Qui donc n’a jamais rêvé de posséder une maison au bord de l’eau, une sorte de havre de paix que frôlent les eaux calmes d’une rivière ou bien celles, étincelantes, d’un lac et, encore mieux, la belle densité des flots infinis d’une mer ou d’un océan ? Sans doute est-ce un rêve venu du plus loin de l’enfance, peut-être lorsque nous avons attrapé nos premiers poissons à la ligne, canoté sur un étang, appris à nager lors des vacances d’été dans ce, qu’autrefois, l’on appelait d’un terme emphatique, ‘station balnéaire’ ? Mais peu importe l’origine, la fascination est toujours là qui cherche un paysage aquatique à sa mesure.
Eh bien, ce rêve le voici. Vue depuis sa façade arrière ma maison n’est rien moins qu’ordinaire et, assurément, nul ne se retournerait pour la regarder, encore moins la photographier. C’est un parallélépipède blanc, vertical, percé de cinq fenêtres symétriques peintes en bleu azur, lequel renvoie la lumière presque aussi bien qu’une surface claire. Une porte encadrée de jardinières communique avec la rue. Une petite place plantée de mimosas et d’oliviers clôture une scène somme toute banale. Il faut longer la maison sur son flanc gauche, descendre quelques marches et là, face au miroir de la mer, elle révèle toute sa généreuse beauté. Deux étages. Tout en haut, un petit balcon en fer forgé s’ouvre devant les fentes d’une persienne bleue, là est mon bureau, je devrais plutôt dire ma pièce d’écriture. A l’étage au-dessous, un autre balcon qui longe toute la façade. Une pièce à gauche, ma chambre ; une pièce à droite, l’atelier où je peins, sculpte, façonne diverses pièces en bois, terre ou métal. Tout en bas une porte-fenêtre qui donne accès au séjour-cuisine. A droite de la porte, un bâti de ciment sur lequel je pose des galettes de mousse recouvertes de tissu, c’est le lieu de mon assise, le coin des méditations si l’on veut.
+++
Consigne
D'après le texte sur la maison au bord de la mer, quelle pièce se trouve « tout en haut », derrière le petit balcon en fer forgé ?

Données fournies
+++
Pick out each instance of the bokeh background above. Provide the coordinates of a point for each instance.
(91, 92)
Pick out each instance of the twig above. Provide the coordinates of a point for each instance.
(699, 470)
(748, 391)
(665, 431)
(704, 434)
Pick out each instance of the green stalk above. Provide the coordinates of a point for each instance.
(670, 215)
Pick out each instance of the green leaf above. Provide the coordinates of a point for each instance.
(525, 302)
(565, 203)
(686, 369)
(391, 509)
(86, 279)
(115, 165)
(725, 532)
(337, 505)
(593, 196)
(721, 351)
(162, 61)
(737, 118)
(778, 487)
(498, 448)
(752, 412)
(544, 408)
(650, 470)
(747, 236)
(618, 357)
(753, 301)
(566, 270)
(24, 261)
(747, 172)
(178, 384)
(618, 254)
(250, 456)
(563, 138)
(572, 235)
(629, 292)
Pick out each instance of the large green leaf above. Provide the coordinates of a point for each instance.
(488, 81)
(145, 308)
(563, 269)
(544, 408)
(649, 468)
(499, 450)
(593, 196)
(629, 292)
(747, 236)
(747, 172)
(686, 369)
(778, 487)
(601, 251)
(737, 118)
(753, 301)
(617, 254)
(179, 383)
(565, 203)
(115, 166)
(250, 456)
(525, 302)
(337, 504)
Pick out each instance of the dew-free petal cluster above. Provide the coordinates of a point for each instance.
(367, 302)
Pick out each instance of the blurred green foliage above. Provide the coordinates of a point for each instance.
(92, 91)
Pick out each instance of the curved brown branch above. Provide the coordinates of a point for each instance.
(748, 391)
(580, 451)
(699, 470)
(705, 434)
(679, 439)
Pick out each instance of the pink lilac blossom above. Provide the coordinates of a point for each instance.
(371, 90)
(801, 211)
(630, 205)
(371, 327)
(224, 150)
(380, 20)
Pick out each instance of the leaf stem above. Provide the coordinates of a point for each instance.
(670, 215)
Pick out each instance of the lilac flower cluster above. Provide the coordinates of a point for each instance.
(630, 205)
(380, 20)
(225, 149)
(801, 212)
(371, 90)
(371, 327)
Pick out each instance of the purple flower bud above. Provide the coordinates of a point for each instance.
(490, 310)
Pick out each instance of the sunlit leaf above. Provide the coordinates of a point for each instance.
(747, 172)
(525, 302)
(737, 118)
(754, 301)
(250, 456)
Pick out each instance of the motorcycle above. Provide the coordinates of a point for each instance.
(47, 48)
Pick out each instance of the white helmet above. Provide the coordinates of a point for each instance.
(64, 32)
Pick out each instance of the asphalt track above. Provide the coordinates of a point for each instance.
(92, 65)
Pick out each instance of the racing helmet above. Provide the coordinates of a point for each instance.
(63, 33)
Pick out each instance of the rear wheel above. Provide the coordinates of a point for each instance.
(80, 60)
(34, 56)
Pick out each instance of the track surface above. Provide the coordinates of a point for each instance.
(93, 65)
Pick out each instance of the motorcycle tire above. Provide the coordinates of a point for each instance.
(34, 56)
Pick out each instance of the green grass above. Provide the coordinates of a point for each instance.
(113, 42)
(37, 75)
+++
Réponse
Le bureau, plus précisément la pièce d'écriture.